**STATED GOAL**
In the brewing forum thread, what batch size is listed for the Courage Director's Bitter recipe?

**TEXT SECTION**
^^^^^^^^

# Paulaner Heffe-wiezen



## AndrewQLD (22/10/04)

Putting this brew down on saturday along with a Courage Directors Bitter, 60 lt all up  , Man I love brewing  
Any comments appreciated

Andrew

BeerSmith Recipe Printout - www.beersmith.com
Recipe: Paulaner Hefe-Weizen (Clone Brews)
Brewer: Andrew Clark
Asst Brewer: 
Style: Weizen/Weissbier
TYPE: All Grain
Taste: (35.0) 

Recipe Specifications
--------------------------
Batch Size: 21.50 L 
Boil Size: 28.70 L
Estimated OG: 1.049 SG
Estimated Color: 7.8 EBC
Estimated IBU: 14.5 IBU
Brewhouse Efficiency: 72.0 %
Boil Time: 60 Minutes

Ingredients:
------------
Amount Item Type % or IBU 
0.23 kg Rice Hulls (0.0 EBC) Adjunct 4.5 % 
2.50 kg Wheat Malt Malt Craft (4.0 EBC) Grain 49.4 % 
2.20 kg Pale Ale Malt (3.9 EBC) Grain 43.5 % 
0.14 kg Munich Malt (18.0 EBC) Grain 2.7 % 
30.00 gm Tettnang [4.00%] (60 min) Hops 14.5 IBU 
1 Pkgs Hefeweizen IV Ale (White Labs #WLP380) [StYeast-Wheat 


Mash Schedule: Single Infusion, Light Body, Batch Sparge
Total Grain Weight: 5.06 kg
----------------------------
Name Description Step Temp Step Time 
Mash In Add 13.20 L of water at 74.0 C 65.6 C 75 min 


Recipe: Courage Director's Bitter (Clone Brews)
Brewer: Andrew Clark
Asst Brewer: 
Style: Special/Best/Premium Bitter
TYPE: All Grain
Taste: (35.0) 

Recipe Specifications
--------------------------
Batch Size: 38.00 L 
Boil Size: 48.92 L
Estimated OG: 1.048 SG
Estimated Color: 18.5 EBC
Estimated IBU: 32.6 IBU
Brewhouse Efficiency: 72.0 %
Boil Time: 60 Minutes

Ingredients:
------------
Amount Item Type % or IBU 
7.60 kg Pale Ale Malt (3.9 EBC) Grain 88.9 % 
0.70 kg Caramel/Crystal Malt (145.0 EBC) Grain 8.2 % 
40.00 gm Target [10.00%] (60 min) Hops 27.2 IBU 
15.00 gm Goldings, East Kent [5.60%] (15 min) Hops 2.6 IBU 
15.00 gm Hallertauer Mittelfrueh [4.00%] (15 min) Hops 2.0 IBU 
55.00 gm Goldings, East Kent [5.60%] (1 min) Hops 0.8 IBU 
14.00 gm Goldings, East Kent [5.60%] (Dry Hop 3 daHops - 
2.00 items Whirlfloc Tablet (Boil 15.0 min) Misc 
0.25 kg Cane (Beet) Sugar (0.0 EBC) Sugar 2.9 % 
1 Pkgs Dry English Ale (White Labs #WLP007) [StarYeast-Ale


----------



## JFF (6/2/05)

^^^^^^^^

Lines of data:
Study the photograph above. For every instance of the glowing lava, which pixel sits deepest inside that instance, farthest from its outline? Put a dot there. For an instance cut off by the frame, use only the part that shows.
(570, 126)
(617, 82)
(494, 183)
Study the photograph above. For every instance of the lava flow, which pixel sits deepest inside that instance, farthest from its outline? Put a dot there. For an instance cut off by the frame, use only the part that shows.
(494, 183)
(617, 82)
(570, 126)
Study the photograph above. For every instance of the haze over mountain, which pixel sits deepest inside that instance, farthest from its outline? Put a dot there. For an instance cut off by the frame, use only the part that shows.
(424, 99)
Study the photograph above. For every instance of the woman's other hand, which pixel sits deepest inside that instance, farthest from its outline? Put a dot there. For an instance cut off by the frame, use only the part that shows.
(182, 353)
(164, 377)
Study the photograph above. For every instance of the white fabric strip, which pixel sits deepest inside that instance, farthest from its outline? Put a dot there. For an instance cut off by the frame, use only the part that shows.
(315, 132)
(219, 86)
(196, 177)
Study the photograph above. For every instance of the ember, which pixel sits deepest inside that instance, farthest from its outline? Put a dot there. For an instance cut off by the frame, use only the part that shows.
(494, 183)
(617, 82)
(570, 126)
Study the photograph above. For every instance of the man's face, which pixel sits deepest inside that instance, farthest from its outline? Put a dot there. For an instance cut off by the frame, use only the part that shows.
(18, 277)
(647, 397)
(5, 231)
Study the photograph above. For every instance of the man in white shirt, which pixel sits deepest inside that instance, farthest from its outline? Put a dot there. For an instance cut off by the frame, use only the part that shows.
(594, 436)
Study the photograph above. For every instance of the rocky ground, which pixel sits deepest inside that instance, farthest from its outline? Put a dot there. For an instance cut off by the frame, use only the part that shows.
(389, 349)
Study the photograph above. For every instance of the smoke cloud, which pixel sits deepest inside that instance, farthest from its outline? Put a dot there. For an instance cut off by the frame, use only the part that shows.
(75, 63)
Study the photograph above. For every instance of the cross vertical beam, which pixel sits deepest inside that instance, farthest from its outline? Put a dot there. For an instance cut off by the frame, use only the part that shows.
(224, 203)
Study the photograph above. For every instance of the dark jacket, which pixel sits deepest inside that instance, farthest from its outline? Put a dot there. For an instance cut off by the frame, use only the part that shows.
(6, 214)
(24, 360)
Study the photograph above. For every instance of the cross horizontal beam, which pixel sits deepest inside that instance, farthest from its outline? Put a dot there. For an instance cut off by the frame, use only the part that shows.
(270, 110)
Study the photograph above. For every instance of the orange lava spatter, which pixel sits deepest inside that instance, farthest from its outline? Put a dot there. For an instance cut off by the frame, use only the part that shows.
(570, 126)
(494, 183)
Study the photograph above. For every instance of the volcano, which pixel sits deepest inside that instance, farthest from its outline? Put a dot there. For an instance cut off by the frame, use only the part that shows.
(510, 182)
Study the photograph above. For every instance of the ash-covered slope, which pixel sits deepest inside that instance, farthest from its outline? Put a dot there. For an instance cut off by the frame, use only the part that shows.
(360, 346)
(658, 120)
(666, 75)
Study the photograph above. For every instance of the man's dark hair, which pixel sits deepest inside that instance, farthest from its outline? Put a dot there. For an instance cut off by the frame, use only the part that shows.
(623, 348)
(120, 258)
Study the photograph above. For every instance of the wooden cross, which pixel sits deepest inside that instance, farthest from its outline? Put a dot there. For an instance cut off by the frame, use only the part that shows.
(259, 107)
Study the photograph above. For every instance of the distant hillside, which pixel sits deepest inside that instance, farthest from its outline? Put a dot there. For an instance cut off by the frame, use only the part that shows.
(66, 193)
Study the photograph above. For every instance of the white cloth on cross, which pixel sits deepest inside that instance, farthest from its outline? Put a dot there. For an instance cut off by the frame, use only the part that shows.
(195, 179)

^^^^^^^^

**SOLUTION TO THIS TASK**
38.00 L